# [Aim]
The passage below covers Yorkshire's Viking rebranding. List each thing Sarah Maltby says the Vikings did.

# [Passage]
While immediate associations with the Vikings might not be positive - Yorkshire are understandably keen not to be seen to endorse pillaging or plundering - the club feel the name will provide a useful marketing hook and should have no negative connotations. As part of the rebranding the club have agreed a partnership with the Jorvik Viking Centre in York, which will offer "match-day experiences" to younger supporters in a bid to attract new followers to the club.

"We wanted a name that was relevant to the community," Danny Reuben, Head of Media & Marketing at Yorkshire, told ESPNcricinfo. "And, as the Vikings settled here 1,300 years ago and shaped the look and the language of the region, they have had a huge impact. One of their legacies was establishing the three Ridings of Yorkshire and the words 'York' and 'Yorkshire'.

"We are also entering into a partnership with the Jorvik Centre in York, which is the home of Viking history in this part of the world, and they will provide match-day experiences which will hope will capture the imagination of younger supporters.

"We did have an online poll to pick a new name but we had to ignore the results as it was high-jacked by Lancashire supporters. Had it been up to them, we would have been called the Yorkshire Puddings."

Yorkshire's commercial director, Andy Dawson, said: "With the Vikings brand, we now have a name that is marketable and gives us a hook to promote the club to a wider audience. Our creativity in developing a new look and feel for the team will enable us to implement new revenue streams and attract a younger audience.

"Cricket cannot be viewed simply as a sport. It is a form of entertainment that in modern times operates in a highly competitive environment vying for consumers' leisure time. We hope that people and in particular children will identify with the Yorkshire Vikings and embrace the activity we have planned at Headingley this season."

Sarah Maltby, director of attractions at the Jorvik Group, agreed the Vikings' negative reputation was largely unfair. "The Vikings did many things," Maltby told ESPNcricinfo. "They did invade, but then they settled, they created towns and cities, they manufactured and they traded across the world. The fierce stereotype people have of them is only one side of the story. They were much more than that."

# [Excerpted data]
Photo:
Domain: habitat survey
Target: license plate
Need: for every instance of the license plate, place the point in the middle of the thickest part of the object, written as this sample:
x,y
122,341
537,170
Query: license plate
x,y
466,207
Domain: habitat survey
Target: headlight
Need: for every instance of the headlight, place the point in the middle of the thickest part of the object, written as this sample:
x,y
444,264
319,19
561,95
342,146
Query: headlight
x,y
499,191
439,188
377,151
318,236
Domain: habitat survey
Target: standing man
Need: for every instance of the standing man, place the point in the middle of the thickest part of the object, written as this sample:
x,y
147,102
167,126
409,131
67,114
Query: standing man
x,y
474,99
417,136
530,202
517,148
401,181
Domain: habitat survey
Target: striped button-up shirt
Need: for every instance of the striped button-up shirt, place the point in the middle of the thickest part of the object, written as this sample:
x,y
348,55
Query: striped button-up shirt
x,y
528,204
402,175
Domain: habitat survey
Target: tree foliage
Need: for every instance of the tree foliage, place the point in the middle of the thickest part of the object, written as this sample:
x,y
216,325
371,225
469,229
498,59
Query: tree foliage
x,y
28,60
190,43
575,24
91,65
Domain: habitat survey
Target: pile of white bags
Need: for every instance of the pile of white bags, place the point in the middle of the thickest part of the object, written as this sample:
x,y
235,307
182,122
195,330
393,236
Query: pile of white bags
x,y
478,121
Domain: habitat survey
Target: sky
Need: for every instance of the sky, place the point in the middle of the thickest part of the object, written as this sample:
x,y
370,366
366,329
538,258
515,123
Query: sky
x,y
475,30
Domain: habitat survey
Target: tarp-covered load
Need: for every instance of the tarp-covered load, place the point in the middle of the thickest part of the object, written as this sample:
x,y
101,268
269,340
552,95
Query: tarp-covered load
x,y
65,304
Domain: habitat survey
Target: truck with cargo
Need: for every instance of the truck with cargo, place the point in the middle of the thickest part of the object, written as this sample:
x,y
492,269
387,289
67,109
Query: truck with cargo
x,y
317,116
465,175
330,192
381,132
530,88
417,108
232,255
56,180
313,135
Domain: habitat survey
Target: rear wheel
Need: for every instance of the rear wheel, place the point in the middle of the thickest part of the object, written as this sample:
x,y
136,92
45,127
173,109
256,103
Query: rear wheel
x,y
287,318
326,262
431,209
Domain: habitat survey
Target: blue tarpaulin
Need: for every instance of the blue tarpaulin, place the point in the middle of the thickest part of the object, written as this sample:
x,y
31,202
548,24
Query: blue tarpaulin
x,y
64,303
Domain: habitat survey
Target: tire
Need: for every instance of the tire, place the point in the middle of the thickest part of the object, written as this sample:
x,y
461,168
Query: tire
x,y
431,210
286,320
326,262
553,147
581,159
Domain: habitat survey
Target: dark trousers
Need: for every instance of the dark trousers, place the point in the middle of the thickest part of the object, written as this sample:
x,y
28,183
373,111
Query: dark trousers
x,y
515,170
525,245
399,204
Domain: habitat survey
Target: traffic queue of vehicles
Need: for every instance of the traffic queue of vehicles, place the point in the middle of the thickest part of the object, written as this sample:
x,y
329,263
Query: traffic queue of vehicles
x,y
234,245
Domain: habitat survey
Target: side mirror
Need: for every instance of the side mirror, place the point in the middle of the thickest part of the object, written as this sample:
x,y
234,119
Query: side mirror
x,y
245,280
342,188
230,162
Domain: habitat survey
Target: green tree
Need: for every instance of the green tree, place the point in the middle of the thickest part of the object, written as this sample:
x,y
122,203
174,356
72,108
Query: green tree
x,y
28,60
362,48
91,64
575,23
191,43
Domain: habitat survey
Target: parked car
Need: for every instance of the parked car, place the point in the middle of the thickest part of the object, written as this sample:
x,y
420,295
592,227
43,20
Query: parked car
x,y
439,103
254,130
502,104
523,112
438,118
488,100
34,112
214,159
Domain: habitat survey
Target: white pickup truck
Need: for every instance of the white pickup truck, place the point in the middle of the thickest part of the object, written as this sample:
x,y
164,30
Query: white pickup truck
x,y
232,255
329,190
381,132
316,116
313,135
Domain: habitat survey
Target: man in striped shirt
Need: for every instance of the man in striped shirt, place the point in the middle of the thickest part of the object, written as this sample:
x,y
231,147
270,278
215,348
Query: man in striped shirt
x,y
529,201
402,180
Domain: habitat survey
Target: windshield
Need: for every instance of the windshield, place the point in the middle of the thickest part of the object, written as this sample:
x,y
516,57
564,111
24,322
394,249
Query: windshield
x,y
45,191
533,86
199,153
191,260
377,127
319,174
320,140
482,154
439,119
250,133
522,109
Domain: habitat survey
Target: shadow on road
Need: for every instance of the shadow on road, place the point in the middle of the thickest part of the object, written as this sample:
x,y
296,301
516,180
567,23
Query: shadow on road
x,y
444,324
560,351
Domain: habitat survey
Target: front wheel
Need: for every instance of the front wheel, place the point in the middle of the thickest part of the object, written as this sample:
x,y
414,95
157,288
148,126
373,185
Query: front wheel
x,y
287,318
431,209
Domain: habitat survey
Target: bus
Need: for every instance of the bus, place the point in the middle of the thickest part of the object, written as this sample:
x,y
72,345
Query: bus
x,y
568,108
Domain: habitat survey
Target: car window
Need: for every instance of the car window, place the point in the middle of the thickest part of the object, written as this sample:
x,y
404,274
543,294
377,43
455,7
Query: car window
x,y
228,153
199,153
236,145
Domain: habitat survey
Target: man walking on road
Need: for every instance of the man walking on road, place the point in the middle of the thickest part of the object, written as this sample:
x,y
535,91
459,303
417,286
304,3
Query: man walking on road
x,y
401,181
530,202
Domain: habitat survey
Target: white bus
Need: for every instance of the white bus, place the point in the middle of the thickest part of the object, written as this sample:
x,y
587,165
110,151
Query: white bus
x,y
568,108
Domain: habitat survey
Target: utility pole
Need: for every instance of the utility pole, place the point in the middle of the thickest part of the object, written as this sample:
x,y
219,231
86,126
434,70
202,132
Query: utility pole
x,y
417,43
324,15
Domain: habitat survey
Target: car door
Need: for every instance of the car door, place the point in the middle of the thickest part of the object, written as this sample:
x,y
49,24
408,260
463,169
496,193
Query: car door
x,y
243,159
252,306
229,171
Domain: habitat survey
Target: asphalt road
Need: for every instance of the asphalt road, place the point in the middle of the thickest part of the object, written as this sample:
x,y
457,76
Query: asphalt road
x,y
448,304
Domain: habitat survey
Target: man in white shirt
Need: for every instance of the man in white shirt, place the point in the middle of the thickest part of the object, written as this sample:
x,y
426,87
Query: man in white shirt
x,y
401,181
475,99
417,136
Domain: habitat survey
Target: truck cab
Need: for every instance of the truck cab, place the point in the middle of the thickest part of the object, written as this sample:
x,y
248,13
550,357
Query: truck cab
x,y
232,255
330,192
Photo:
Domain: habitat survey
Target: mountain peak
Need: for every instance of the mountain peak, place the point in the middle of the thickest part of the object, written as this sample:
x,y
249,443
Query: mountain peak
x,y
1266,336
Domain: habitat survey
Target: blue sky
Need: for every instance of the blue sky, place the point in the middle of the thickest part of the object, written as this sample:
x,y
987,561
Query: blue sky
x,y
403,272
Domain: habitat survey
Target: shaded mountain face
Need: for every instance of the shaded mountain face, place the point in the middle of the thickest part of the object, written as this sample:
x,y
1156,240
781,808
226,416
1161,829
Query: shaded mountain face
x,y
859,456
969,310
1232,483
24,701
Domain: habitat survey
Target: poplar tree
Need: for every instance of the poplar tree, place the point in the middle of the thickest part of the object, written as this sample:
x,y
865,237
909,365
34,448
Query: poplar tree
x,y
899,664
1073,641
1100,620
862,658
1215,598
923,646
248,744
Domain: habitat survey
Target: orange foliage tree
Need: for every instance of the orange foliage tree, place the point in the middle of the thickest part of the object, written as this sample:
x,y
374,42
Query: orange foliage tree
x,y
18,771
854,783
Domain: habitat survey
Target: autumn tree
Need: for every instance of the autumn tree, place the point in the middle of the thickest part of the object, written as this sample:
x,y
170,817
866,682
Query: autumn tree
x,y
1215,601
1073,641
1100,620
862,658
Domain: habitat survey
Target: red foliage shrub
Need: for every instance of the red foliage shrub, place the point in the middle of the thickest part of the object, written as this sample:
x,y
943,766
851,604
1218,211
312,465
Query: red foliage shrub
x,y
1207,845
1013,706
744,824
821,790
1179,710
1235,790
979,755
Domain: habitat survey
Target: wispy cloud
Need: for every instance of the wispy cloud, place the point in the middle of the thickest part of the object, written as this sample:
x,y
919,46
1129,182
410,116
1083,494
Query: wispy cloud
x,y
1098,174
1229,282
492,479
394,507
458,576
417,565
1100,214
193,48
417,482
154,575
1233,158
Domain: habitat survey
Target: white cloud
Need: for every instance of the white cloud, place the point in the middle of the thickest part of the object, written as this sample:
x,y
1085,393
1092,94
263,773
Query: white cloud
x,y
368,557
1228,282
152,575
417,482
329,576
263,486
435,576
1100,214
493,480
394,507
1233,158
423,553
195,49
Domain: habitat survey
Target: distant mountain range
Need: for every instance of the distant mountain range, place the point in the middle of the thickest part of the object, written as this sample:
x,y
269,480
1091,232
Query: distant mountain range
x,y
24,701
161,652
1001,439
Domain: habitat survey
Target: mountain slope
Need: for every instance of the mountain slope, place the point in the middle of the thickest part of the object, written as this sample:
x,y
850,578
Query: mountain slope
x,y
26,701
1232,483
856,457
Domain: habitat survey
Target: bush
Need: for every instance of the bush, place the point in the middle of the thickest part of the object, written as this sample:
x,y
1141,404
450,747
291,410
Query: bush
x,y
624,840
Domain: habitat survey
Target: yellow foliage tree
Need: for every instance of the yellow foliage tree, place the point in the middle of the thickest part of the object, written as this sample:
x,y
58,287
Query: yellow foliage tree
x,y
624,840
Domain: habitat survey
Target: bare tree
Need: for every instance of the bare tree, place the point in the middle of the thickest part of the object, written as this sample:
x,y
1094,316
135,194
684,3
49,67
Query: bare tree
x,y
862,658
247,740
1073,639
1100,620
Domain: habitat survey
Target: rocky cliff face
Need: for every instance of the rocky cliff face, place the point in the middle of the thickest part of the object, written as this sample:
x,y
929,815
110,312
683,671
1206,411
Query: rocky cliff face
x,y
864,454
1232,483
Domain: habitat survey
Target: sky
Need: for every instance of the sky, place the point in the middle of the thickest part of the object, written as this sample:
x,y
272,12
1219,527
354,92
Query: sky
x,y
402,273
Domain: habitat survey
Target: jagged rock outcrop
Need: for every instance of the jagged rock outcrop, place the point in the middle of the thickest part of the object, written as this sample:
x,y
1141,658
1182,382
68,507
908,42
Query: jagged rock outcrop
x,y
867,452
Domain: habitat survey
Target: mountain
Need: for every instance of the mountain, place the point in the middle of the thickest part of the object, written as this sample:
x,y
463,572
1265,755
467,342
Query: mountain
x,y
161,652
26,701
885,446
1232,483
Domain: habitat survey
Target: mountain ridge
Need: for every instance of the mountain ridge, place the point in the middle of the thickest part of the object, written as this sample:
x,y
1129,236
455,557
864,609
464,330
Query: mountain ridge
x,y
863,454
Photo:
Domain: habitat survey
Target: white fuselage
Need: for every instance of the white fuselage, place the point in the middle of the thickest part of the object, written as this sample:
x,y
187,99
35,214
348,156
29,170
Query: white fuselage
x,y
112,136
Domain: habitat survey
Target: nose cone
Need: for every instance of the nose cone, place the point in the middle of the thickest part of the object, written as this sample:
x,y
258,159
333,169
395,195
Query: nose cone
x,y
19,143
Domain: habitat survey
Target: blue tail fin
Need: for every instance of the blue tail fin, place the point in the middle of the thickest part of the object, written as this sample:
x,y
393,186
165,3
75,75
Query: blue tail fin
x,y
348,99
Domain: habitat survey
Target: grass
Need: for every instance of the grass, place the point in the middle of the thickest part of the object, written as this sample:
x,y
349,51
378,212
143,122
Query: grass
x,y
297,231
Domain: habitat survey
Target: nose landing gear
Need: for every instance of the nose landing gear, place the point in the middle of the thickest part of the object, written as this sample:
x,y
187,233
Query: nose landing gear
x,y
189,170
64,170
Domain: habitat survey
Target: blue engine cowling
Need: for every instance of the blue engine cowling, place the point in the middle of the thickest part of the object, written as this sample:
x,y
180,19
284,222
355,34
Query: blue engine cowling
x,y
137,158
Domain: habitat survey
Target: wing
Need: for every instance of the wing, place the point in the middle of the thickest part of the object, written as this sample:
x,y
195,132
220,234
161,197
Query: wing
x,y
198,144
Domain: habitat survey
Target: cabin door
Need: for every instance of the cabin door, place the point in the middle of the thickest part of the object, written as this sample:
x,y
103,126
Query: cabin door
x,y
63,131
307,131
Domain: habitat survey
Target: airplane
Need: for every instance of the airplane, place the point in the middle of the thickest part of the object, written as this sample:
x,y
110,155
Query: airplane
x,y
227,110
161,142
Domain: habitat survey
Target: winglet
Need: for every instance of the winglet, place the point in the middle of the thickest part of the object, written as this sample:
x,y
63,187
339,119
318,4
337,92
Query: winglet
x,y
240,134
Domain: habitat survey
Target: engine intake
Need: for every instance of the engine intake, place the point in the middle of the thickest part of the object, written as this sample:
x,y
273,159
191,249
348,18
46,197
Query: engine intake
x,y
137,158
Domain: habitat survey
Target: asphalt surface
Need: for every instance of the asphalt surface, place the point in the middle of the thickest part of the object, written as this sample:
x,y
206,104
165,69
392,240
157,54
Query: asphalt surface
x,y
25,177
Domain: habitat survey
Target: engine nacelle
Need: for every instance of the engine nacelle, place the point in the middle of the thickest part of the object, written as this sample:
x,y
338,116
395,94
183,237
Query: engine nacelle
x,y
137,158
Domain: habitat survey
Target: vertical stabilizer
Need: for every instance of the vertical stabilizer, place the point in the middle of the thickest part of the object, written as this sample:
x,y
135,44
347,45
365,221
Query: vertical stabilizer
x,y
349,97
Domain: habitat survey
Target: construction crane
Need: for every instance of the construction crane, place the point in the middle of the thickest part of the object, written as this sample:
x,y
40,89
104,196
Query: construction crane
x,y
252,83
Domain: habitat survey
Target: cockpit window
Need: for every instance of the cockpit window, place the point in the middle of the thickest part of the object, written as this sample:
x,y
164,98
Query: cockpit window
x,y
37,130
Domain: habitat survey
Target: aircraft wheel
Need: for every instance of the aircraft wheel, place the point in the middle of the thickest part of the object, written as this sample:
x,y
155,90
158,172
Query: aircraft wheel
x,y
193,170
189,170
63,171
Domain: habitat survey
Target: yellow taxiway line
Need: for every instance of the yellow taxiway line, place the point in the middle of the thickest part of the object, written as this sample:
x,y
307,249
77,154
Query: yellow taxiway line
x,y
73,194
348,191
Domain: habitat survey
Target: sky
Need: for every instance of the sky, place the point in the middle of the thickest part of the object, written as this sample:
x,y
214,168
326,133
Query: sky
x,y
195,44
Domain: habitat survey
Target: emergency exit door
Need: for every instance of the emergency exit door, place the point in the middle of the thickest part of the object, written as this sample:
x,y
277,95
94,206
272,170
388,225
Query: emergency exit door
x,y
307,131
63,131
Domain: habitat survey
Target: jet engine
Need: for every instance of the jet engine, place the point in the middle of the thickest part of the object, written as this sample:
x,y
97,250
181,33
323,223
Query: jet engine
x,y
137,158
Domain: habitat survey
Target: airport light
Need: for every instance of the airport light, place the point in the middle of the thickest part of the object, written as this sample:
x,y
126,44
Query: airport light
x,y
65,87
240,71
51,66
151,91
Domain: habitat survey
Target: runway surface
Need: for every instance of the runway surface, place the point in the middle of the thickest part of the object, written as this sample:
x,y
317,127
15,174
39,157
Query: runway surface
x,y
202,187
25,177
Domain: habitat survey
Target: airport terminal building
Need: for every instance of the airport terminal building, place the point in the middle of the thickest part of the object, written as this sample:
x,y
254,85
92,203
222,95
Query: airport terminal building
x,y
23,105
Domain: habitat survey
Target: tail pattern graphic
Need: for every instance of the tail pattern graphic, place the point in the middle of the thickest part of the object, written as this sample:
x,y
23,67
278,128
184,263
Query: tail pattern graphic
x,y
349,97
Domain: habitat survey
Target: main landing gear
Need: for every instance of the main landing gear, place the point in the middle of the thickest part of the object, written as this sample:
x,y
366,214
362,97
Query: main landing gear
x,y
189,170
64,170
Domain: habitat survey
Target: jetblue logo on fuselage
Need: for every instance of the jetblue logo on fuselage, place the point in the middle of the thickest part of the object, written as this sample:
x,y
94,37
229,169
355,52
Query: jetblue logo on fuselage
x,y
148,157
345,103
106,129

# [Solved exercise]
- invaded
- settled
- created towns and cities
- manufactured
- traded across the world